__Exercise description__:
Go through the following data and transcribe exactly the stretch of lines from the one holding "Target: sneaker" to the one holding "182, row 518.", both included.

Source data
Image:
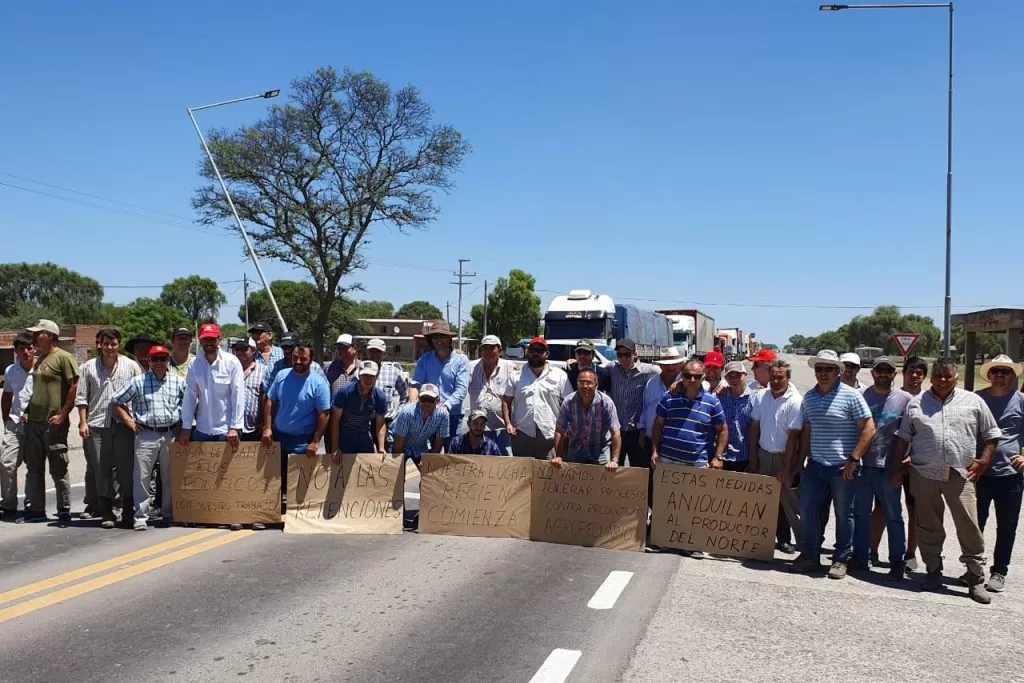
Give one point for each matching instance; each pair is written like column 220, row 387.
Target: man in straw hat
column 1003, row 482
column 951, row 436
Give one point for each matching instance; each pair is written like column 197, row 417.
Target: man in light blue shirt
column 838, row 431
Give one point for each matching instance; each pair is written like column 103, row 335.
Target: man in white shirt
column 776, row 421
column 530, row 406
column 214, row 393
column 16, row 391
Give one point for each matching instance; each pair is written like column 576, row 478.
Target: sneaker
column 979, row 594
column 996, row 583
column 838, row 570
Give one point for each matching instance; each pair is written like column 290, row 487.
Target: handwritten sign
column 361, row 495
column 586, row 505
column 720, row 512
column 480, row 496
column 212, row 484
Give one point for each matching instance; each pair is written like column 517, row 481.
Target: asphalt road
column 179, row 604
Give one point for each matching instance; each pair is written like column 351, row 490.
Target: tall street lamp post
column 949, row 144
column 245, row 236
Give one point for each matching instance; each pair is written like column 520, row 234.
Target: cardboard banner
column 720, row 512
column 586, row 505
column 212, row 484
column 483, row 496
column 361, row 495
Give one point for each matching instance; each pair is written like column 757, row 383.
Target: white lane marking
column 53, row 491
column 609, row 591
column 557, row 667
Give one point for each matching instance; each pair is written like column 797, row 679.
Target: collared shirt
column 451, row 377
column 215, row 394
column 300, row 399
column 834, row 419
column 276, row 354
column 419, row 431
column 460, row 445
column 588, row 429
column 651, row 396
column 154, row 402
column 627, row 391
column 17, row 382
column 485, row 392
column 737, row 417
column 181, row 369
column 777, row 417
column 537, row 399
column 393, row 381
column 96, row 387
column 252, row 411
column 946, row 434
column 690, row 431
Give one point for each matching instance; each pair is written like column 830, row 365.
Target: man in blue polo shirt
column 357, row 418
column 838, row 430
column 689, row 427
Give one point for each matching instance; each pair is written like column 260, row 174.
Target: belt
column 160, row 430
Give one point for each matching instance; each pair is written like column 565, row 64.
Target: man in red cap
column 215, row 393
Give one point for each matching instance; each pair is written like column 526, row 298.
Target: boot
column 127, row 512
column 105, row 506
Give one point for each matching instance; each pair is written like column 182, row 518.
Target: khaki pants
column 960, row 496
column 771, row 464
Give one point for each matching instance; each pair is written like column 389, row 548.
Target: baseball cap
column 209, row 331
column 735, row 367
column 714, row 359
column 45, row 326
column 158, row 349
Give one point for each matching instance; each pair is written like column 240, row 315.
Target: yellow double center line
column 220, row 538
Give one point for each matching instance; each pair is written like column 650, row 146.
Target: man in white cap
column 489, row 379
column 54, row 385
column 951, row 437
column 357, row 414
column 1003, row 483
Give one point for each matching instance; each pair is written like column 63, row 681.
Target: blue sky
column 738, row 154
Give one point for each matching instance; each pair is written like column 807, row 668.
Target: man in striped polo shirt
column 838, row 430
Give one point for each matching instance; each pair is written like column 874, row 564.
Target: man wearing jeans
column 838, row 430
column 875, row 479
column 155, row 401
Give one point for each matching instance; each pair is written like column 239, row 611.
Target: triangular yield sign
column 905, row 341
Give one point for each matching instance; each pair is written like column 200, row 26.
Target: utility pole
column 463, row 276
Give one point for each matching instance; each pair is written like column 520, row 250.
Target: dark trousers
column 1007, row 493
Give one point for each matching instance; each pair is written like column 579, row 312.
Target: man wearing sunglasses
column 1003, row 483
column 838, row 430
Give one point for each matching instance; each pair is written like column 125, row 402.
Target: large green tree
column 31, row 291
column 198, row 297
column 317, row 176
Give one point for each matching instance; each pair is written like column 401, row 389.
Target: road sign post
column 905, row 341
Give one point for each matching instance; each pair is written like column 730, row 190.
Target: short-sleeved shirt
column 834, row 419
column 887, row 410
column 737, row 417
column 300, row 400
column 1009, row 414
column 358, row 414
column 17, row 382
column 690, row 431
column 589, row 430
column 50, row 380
...
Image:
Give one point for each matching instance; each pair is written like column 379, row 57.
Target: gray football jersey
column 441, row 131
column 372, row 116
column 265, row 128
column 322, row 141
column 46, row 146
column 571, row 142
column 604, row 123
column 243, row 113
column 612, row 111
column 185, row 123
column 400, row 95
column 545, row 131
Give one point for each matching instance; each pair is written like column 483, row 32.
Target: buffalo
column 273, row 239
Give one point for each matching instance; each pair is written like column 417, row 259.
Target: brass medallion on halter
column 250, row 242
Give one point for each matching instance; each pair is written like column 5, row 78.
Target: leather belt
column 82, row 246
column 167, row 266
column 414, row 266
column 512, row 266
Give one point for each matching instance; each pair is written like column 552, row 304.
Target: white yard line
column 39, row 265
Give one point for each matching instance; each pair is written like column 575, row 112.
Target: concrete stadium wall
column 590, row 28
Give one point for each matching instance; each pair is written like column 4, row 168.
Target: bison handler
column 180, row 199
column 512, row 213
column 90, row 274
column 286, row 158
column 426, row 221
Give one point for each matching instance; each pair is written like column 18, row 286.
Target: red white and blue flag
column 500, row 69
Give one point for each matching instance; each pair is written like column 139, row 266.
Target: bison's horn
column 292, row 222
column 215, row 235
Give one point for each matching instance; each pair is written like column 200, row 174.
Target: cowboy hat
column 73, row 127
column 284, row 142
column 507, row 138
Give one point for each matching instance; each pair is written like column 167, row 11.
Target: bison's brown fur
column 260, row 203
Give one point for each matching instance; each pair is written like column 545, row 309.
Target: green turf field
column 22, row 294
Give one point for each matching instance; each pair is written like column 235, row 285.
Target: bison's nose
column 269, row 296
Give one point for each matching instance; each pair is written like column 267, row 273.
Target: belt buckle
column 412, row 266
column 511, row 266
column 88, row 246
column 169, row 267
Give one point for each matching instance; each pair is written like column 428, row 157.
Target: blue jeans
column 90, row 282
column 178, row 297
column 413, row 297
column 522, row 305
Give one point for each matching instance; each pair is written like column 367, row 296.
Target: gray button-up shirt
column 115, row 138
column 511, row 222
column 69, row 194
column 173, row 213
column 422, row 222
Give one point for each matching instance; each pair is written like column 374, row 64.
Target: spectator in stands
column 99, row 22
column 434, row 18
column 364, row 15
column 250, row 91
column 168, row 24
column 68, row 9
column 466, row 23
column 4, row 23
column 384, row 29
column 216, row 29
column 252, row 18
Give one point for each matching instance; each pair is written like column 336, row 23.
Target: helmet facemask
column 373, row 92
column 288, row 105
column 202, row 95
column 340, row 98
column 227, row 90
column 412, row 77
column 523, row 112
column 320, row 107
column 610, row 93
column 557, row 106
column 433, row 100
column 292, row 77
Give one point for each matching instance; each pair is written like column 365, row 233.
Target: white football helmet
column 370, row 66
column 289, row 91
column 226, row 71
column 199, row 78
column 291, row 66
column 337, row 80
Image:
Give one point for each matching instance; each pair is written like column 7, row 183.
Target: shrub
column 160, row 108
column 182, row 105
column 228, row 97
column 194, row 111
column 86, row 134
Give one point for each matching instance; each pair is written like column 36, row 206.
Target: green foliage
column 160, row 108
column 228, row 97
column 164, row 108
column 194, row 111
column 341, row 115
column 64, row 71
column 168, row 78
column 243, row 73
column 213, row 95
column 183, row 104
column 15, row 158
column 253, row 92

__Answer__:
Target: sneaker
column 979, row 594
column 996, row 583
column 838, row 570
Give one point for each matching instance; each pair is written like column 290, row 487.
Target: handwritten sign
column 361, row 495
column 586, row 505
column 720, row 512
column 480, row 496
column 212, row 484
Give one point for each matching instance; each pair is written like column 517, row 481.
Target: asphalt road
column 179, row 604
Give one point for each matching instance; each pair is written like column 351, row 490.
Target: tall street lamp post
column 949, row 144
column 245, row 236
Give one point for each matching instance; each pair is written like column 520, row 234.
Target: cardboard banner
column 720, row 512
column 586, row 505
column 212, row 484
column 483, row 496
column 361, row 495
Give one point for each matching instance; each pair is written like column 757, row 383.
Target: white lane marking
column 53, row 491
column 609, row 591
column 557, row 667
Give one point for each matching instance; each pair is written like column 797, row 679.
Target: collared shirt
column 451, row 377
column 215, row 394
column 300, row 399
column 834, row 419
column 276, row 354
column 419, row 431
column 460, row 445
column 588, row 429
column 651, row 396
column 154, row 402
column 627, row 391
column 17, row 382
column 485, row 392
column 737, row 417
column 181, row 369
column 777, row 417
column 537, row 399
column 393, row 381
column 96, row 387
column 252, row 411
column 946, row 434
column 690, row 431
Give one point for each matching instance; each pair is written like column 830, row 365.
Target: man in blue polo shirt
column 357, row 418
column 838, row 430
column 689, row 427
Give one point for each matching instance; each pair is written like column 260, row 174.
Target: belt
column 160, row 430
Give one point for each matching instance; each pair is written like column 565, row 64.
Target: man in red cap
column 215, row 393
Give one point for each matching instance; each pair is written like column 526, row 298.
Target: boot
column 127, row 512
column 105, row 506
Give one point for each matching instance; each pair is written like column 182, row 518.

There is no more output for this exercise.